begin DATA EXCERPTS
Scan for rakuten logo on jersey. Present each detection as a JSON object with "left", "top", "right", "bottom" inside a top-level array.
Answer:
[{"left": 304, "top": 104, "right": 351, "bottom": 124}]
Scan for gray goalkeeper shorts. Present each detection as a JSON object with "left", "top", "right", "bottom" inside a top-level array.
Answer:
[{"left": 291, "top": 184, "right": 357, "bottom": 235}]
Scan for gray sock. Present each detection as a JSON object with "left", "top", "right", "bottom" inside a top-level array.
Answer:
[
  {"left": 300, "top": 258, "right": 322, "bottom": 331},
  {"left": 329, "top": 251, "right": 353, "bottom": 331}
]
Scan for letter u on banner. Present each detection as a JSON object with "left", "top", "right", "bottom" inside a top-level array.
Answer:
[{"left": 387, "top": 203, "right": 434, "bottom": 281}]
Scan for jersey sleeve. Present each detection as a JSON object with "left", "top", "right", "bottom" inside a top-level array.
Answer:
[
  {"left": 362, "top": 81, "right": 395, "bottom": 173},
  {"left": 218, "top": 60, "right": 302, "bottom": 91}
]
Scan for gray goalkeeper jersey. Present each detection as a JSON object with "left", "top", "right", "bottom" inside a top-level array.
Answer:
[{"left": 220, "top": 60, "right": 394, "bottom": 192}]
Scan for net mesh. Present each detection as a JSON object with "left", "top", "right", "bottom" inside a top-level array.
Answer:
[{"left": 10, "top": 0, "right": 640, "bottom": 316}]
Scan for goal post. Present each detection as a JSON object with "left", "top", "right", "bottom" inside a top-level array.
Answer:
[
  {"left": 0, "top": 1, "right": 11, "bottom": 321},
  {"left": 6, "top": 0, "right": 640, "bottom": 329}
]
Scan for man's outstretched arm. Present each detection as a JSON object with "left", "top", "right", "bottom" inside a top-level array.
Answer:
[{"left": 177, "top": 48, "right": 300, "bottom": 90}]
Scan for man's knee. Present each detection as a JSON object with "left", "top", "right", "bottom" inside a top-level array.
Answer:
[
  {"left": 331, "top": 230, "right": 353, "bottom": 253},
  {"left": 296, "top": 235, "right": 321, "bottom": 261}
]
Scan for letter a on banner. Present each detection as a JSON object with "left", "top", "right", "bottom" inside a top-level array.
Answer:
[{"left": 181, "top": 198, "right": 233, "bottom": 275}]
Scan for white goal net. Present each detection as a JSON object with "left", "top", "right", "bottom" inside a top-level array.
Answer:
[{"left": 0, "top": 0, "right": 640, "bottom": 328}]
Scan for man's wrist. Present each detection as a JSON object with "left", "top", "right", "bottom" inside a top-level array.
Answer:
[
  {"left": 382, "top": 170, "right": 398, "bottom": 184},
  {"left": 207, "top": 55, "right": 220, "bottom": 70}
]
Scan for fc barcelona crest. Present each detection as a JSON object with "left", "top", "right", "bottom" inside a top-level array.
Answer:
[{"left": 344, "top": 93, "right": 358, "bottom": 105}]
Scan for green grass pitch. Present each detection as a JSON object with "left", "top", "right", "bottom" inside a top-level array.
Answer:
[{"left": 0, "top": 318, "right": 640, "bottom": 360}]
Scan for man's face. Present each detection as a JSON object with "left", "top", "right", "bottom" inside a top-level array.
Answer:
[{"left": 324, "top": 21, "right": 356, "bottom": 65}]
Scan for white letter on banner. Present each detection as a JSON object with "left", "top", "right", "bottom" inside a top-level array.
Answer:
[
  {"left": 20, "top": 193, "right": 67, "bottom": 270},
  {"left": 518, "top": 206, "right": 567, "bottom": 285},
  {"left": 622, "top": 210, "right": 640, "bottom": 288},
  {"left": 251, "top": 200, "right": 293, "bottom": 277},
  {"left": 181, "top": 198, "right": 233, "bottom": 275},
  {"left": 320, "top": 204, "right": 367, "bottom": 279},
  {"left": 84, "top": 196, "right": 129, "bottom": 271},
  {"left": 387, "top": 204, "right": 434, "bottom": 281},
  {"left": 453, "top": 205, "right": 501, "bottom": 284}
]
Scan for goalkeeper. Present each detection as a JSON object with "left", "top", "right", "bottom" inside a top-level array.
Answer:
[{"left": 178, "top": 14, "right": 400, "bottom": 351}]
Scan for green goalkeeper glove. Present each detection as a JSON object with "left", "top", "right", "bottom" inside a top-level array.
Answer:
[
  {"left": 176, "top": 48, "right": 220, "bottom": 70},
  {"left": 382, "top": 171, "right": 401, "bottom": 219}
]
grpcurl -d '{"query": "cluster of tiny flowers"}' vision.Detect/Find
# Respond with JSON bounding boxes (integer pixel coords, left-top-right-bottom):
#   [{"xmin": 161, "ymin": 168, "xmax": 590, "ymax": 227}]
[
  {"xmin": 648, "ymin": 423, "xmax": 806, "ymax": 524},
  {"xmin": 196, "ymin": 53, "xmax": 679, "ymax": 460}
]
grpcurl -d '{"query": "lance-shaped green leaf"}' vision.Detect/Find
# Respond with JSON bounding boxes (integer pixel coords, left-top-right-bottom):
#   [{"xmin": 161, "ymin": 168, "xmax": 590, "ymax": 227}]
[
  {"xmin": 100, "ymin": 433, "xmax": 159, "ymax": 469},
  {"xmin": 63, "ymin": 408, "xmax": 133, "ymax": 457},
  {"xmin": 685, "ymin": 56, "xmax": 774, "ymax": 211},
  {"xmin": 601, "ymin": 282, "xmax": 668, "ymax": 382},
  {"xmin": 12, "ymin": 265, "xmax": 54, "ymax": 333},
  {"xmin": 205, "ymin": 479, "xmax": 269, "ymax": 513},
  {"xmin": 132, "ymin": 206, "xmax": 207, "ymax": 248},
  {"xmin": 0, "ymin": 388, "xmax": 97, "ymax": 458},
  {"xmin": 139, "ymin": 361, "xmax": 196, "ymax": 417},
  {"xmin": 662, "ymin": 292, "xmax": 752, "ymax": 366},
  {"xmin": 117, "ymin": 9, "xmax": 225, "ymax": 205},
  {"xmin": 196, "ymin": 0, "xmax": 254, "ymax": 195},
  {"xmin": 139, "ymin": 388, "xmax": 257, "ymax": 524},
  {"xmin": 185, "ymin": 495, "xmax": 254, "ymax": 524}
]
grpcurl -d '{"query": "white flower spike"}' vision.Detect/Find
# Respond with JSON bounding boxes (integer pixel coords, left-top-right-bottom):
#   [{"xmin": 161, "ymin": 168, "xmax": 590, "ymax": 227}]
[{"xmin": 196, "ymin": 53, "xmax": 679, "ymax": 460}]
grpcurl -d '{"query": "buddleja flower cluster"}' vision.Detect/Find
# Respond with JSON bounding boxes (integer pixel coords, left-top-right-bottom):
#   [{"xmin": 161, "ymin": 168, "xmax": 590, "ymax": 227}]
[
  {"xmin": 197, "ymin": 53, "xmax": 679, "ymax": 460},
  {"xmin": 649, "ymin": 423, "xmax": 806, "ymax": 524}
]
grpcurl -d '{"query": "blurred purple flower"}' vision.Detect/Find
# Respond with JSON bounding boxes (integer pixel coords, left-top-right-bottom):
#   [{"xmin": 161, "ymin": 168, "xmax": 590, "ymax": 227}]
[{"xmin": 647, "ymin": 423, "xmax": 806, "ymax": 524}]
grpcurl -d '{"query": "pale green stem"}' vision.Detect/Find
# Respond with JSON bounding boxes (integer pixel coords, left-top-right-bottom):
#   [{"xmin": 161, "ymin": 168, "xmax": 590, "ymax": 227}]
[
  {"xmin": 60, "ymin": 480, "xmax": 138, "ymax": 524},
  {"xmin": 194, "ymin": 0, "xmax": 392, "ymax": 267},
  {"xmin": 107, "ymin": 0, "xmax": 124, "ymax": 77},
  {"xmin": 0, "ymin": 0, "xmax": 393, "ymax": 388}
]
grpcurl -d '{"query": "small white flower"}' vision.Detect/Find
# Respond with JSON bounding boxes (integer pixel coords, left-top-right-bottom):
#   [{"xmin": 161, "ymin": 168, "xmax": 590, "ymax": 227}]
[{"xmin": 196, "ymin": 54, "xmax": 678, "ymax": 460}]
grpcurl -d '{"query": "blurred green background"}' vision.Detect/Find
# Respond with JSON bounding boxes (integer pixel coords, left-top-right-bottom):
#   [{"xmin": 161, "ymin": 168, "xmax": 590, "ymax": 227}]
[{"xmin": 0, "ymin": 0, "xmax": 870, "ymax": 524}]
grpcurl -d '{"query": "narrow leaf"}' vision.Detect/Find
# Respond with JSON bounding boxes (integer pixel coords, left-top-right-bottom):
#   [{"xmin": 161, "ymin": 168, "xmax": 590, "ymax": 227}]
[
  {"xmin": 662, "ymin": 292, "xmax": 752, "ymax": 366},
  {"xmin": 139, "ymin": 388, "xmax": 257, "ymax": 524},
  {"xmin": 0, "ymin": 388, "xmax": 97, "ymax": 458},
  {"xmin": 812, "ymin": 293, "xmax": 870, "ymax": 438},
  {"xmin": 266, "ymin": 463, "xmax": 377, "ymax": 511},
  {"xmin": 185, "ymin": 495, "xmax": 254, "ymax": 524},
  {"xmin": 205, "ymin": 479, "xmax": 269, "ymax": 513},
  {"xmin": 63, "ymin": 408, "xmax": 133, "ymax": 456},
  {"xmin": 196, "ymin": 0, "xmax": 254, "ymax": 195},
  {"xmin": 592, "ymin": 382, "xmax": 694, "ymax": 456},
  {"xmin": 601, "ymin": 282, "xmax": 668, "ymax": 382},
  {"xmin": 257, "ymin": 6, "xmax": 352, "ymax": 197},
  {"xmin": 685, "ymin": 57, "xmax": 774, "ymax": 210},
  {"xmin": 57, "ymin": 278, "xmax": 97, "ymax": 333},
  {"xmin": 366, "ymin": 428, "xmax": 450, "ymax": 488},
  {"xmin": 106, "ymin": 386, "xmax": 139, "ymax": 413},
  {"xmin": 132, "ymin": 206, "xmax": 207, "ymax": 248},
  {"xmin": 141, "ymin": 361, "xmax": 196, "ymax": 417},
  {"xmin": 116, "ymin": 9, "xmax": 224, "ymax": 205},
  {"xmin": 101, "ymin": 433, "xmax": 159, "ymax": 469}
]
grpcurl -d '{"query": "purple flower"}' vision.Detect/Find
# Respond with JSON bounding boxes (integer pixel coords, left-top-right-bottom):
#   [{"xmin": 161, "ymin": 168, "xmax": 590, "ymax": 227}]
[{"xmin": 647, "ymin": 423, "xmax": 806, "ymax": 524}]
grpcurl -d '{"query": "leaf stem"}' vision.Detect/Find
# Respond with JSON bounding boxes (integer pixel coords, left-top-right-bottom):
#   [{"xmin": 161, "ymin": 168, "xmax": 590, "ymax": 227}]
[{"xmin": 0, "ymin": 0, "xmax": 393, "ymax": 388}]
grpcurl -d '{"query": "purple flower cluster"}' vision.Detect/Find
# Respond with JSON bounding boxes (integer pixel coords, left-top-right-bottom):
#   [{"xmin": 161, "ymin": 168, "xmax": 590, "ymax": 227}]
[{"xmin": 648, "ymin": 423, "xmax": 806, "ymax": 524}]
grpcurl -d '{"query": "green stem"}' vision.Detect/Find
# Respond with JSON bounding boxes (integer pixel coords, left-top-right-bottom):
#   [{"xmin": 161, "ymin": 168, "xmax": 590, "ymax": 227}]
end DATA EXCERPTS
» **YOUR OBJECTIVE**:
Tally the lines of the records that contain the string "letter", counting case as significant. Reply with the number alone.

» **FULL OUTPUT**:
3